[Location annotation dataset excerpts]
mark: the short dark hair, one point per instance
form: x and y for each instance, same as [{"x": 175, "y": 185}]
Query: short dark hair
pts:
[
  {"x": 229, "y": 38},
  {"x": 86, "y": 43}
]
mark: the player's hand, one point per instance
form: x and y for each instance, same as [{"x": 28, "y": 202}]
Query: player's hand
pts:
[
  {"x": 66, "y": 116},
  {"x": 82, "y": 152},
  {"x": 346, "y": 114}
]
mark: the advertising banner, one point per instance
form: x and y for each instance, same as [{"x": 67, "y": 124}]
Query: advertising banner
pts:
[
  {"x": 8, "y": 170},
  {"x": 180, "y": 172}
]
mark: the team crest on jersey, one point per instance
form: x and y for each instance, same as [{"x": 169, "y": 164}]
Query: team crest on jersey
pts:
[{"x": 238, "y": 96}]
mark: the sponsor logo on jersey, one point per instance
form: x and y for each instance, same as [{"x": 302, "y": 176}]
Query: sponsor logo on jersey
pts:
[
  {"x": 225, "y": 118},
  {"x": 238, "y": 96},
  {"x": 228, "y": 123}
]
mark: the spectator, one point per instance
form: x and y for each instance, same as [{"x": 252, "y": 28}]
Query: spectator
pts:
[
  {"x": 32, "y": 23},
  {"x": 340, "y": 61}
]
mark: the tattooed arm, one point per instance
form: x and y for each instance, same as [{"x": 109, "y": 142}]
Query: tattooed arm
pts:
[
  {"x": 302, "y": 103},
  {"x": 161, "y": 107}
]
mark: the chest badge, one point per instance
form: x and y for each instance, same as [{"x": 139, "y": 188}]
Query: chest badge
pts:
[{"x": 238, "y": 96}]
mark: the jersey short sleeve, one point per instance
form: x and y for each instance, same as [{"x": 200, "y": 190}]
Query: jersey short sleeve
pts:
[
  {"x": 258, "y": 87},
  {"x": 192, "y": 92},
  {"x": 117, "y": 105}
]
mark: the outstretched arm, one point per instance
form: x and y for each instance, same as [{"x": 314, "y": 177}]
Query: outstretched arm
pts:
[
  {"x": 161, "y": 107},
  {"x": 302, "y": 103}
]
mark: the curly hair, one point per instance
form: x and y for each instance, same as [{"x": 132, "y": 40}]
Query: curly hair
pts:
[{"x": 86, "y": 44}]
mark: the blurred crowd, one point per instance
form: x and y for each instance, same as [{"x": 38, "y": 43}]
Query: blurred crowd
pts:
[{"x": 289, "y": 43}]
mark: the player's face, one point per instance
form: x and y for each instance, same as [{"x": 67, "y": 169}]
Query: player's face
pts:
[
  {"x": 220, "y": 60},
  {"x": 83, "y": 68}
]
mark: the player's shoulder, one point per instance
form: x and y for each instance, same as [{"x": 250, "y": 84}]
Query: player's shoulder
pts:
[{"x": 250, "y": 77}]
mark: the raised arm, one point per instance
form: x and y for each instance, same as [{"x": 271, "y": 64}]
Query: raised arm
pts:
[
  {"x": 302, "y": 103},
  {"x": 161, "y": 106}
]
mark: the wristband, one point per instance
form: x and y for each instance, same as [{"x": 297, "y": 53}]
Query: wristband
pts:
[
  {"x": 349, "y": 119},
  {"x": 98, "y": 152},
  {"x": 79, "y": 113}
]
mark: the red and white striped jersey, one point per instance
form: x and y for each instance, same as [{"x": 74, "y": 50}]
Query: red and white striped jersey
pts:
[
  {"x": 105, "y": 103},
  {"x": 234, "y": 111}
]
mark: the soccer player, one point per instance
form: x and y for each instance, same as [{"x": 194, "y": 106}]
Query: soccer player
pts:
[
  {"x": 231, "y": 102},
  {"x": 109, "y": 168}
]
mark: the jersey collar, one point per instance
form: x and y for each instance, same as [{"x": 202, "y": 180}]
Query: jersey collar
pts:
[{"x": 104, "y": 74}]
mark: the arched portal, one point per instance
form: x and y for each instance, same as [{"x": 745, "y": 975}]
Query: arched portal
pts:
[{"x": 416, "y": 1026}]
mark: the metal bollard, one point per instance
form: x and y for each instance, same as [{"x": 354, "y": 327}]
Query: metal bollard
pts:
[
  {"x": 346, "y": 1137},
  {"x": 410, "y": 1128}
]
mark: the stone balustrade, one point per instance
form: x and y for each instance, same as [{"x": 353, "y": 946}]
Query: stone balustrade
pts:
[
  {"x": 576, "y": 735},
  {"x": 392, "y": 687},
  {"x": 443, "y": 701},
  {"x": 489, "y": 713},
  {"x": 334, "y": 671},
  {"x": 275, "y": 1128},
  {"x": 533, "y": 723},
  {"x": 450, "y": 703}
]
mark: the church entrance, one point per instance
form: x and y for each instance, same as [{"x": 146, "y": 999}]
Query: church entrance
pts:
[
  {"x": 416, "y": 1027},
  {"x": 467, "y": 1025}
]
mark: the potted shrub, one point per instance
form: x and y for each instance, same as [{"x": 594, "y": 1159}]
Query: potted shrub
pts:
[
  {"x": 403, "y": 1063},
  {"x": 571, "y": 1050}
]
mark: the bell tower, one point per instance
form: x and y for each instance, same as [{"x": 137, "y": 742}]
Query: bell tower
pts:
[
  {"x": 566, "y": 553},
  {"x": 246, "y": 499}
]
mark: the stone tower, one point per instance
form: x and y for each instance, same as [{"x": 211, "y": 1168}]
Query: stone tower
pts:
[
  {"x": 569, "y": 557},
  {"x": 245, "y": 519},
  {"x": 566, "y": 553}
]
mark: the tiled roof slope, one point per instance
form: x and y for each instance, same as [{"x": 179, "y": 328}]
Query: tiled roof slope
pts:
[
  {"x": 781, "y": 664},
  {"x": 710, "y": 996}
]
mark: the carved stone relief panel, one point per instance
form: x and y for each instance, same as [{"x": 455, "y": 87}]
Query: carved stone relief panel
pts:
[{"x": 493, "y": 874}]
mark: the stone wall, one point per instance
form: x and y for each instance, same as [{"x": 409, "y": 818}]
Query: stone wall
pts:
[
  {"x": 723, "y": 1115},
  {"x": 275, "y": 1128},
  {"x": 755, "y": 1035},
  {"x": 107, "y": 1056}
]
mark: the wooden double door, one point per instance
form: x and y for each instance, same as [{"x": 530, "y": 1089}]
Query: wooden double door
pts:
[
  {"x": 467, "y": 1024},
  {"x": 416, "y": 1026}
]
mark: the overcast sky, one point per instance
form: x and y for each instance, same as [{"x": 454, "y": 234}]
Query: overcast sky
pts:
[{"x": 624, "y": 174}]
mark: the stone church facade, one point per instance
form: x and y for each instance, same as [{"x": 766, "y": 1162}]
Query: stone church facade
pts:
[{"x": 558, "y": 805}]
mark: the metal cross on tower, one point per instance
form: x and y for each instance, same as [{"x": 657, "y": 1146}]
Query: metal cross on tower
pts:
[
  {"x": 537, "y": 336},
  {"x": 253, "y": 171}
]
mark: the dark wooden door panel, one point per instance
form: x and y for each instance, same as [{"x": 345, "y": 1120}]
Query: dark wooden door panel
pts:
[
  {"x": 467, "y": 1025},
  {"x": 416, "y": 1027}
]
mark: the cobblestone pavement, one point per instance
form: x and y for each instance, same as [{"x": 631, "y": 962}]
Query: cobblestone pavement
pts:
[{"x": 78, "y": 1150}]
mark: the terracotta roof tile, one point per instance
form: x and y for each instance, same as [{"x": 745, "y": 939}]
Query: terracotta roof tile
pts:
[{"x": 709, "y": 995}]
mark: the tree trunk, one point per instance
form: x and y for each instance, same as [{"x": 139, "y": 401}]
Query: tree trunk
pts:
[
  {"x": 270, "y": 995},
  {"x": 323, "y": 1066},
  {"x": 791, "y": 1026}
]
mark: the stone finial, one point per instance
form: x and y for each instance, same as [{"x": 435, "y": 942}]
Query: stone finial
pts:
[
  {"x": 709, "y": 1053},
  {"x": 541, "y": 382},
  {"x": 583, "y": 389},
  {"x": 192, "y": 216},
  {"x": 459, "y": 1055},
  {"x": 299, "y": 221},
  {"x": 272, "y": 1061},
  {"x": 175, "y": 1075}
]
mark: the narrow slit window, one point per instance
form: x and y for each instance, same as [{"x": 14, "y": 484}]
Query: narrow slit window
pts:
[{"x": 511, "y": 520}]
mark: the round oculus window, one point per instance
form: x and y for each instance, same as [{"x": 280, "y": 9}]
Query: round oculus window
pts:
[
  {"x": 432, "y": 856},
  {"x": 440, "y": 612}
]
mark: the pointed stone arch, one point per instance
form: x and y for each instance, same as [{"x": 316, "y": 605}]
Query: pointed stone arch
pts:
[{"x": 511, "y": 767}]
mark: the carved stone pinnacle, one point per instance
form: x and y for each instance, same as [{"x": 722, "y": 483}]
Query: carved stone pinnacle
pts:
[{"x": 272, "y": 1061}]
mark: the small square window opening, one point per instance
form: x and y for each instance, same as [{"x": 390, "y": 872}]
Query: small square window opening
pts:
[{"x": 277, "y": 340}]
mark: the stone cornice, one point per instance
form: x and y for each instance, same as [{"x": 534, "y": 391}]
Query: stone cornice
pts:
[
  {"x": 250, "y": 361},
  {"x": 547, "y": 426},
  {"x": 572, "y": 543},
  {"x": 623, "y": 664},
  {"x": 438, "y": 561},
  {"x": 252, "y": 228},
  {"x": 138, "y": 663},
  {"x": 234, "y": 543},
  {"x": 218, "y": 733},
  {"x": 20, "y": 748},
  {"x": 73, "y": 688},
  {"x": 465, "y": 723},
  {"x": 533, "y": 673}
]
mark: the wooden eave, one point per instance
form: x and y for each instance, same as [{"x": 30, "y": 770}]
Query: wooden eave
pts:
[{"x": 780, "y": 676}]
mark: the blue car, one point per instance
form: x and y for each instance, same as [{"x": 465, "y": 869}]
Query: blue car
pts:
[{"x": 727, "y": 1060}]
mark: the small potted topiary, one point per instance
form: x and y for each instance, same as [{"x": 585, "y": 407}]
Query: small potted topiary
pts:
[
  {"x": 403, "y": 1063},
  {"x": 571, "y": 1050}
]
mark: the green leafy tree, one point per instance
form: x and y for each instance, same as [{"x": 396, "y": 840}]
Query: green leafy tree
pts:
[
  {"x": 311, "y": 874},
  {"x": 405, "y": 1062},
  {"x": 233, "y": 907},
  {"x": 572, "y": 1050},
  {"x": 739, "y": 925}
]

STATED TASK: Write out exactly the lines starting with the one that holds "mark: the blue car, one point per instance" and running through the last line above.

RESPONSE TO THIS EXERCISE:
mark: the blue car, one point per instance
form: x and y for each instance, same as [{"x": 465, "y": 869}]
Query: blue car
pts:
[{"x": 727, "y": 1060}]
mark: the small potted topiary, one point per instance
form: x and y for each instance, same as [{"x": 585, "y": 407}]
Query: small potted topiary
pts:
[
  {"x": 403, "y": 1063},
  {"x": 571, "y": 1050}
]
mark: the green leafy tree, one point per instance
form: x and y for each instance, same as [{"x": 396, "y": 840}]
Query: green leafy tree
pts:
[
  {"x": 311, "y": 874},
  {"x": 405, "y": 1062},
  {"x": 233, "y": 907},
  {"x": 572, "y": 1050},
  {"x": 739, "y": 925}
]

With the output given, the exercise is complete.